- [Task details]:
In the data below, which lines contain "roof"? List them by copying each one.

***** Extracted information *****

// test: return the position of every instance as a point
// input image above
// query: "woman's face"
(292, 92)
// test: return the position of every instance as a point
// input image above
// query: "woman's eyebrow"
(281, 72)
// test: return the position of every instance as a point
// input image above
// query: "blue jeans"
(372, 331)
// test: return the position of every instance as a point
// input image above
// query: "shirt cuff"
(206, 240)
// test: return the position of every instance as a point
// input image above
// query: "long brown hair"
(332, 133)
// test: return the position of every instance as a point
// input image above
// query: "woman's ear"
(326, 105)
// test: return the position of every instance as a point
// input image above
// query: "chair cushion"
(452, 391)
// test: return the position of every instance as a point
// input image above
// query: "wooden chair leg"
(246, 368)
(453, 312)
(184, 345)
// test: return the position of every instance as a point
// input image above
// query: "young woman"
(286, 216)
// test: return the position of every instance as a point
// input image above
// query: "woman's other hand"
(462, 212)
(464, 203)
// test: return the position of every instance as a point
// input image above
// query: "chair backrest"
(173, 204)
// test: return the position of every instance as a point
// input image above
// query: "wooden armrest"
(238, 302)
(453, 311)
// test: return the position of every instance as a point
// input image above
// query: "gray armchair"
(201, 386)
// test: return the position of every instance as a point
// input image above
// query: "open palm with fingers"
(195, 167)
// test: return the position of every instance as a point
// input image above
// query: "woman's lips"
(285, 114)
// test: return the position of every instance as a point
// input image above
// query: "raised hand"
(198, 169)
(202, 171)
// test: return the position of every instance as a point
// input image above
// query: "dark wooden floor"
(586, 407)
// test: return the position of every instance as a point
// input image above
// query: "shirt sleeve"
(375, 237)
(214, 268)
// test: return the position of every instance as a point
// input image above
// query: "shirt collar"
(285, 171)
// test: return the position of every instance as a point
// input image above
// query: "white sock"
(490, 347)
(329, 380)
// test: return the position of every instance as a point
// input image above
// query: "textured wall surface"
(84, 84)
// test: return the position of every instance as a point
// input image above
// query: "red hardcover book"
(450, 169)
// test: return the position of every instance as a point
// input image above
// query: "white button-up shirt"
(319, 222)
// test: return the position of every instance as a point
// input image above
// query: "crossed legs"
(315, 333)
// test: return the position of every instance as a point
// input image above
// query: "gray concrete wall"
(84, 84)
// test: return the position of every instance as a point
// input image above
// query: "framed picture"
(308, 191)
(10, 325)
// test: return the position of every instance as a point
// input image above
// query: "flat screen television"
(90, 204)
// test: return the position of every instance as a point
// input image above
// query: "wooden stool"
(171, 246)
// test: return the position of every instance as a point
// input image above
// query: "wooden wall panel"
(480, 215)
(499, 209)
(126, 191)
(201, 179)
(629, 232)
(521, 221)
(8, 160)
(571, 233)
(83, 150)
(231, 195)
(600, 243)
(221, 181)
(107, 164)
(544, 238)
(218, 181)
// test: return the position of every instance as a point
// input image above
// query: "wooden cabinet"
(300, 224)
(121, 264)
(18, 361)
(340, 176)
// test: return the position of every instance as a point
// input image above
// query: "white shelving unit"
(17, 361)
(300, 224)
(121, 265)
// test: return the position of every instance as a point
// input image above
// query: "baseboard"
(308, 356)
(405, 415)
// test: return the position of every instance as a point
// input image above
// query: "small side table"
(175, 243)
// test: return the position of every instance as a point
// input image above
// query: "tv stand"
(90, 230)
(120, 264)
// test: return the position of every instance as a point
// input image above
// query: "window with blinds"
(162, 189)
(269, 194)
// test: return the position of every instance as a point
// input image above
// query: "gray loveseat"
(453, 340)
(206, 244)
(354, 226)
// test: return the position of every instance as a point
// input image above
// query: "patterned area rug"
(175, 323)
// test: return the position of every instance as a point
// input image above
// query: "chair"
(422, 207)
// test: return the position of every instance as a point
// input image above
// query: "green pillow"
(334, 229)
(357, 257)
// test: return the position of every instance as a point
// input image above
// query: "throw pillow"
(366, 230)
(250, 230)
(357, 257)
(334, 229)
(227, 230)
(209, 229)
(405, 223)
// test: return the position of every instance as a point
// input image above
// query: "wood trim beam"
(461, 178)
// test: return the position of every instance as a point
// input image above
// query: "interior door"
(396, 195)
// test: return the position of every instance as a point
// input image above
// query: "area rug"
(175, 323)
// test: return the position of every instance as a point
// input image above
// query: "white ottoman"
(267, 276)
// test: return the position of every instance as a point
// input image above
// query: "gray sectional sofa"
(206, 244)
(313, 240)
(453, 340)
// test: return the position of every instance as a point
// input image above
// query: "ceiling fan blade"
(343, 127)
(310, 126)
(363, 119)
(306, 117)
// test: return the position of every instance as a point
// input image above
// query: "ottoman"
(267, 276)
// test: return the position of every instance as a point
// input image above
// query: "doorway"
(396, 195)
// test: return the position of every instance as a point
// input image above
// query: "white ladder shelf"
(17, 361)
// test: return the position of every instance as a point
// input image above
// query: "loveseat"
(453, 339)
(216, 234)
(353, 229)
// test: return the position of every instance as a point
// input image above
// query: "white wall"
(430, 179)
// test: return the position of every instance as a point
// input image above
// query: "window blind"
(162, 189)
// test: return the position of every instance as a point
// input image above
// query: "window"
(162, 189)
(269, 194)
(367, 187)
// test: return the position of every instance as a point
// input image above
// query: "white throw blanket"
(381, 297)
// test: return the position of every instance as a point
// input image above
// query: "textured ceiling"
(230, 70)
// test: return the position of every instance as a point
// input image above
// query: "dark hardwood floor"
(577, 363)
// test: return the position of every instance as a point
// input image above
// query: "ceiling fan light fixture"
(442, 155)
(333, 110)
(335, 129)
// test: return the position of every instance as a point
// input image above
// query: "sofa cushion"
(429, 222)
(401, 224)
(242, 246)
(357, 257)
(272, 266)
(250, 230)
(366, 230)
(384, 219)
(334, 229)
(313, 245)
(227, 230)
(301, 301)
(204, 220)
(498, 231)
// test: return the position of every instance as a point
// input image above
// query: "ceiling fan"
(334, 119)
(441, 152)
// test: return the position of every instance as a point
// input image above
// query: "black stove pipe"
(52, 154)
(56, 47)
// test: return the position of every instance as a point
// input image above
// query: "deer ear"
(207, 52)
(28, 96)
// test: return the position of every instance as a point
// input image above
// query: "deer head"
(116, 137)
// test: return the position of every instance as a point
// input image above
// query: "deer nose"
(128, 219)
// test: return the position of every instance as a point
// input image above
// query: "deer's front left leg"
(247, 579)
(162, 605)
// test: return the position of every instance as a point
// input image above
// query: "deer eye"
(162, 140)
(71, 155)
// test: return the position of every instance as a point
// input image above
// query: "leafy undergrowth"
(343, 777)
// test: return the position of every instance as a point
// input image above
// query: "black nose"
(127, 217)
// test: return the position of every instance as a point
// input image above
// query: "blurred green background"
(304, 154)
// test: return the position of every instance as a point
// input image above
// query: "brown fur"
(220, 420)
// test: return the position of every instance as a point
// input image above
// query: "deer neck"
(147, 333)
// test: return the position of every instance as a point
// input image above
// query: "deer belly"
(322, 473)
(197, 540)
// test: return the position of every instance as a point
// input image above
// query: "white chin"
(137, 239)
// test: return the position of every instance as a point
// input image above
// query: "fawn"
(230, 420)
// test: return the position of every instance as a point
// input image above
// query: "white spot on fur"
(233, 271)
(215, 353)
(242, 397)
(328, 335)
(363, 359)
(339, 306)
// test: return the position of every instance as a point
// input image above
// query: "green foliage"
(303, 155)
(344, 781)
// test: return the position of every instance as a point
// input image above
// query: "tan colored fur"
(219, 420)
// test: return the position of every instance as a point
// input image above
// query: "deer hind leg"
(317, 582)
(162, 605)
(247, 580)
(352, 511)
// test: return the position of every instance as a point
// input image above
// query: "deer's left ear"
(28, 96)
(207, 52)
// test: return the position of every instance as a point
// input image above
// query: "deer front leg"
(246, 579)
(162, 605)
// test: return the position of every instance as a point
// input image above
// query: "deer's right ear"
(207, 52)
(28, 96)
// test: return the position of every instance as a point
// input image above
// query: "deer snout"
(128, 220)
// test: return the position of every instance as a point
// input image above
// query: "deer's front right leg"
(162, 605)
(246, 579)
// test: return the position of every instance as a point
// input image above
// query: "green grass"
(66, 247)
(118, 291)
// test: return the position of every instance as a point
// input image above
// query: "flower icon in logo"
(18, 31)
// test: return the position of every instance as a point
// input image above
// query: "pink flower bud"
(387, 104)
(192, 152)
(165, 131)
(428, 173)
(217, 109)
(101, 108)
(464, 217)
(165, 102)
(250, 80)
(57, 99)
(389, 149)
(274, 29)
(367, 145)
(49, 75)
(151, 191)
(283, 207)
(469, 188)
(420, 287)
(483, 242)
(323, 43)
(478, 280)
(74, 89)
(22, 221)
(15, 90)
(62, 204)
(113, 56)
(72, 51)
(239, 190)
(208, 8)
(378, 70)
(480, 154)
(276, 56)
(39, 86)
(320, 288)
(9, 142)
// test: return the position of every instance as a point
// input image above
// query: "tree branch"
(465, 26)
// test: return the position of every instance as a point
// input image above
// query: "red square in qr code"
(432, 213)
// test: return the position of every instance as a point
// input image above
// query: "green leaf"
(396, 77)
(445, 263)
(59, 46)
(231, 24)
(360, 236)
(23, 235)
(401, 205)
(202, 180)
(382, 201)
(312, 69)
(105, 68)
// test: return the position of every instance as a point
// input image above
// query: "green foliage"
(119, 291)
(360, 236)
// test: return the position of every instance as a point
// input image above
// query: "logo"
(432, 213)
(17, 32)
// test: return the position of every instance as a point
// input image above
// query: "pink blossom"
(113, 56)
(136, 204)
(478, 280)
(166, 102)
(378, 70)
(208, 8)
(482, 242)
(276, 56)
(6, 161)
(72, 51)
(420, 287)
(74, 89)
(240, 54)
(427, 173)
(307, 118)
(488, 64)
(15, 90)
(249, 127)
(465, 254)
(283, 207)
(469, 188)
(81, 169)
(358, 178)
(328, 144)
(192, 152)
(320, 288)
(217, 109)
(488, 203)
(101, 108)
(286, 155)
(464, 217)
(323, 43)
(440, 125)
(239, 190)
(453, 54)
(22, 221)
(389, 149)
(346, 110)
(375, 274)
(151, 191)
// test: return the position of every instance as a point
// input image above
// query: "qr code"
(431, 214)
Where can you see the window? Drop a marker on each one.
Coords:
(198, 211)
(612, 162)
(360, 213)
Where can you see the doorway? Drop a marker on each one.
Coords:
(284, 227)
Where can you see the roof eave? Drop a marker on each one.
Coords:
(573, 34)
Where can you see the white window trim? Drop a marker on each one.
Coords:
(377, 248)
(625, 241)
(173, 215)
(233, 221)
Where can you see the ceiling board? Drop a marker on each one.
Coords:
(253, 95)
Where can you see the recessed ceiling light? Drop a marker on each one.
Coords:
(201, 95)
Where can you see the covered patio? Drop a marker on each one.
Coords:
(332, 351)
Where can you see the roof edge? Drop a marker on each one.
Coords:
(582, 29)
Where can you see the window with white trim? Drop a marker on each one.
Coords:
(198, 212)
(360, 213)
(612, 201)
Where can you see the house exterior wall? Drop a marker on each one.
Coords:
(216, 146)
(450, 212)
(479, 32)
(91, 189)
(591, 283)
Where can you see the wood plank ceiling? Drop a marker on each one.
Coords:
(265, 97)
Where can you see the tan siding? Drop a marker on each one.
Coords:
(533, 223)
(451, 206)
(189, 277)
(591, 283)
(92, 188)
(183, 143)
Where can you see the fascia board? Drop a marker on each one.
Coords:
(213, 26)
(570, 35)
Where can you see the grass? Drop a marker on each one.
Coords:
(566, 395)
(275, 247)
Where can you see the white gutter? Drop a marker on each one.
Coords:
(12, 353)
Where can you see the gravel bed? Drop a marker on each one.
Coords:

*****

- [Expected answer]:
Where can you see the roof eave? Drop a marker on each one.
Where can you see the roof edge? Drop a marker on each one.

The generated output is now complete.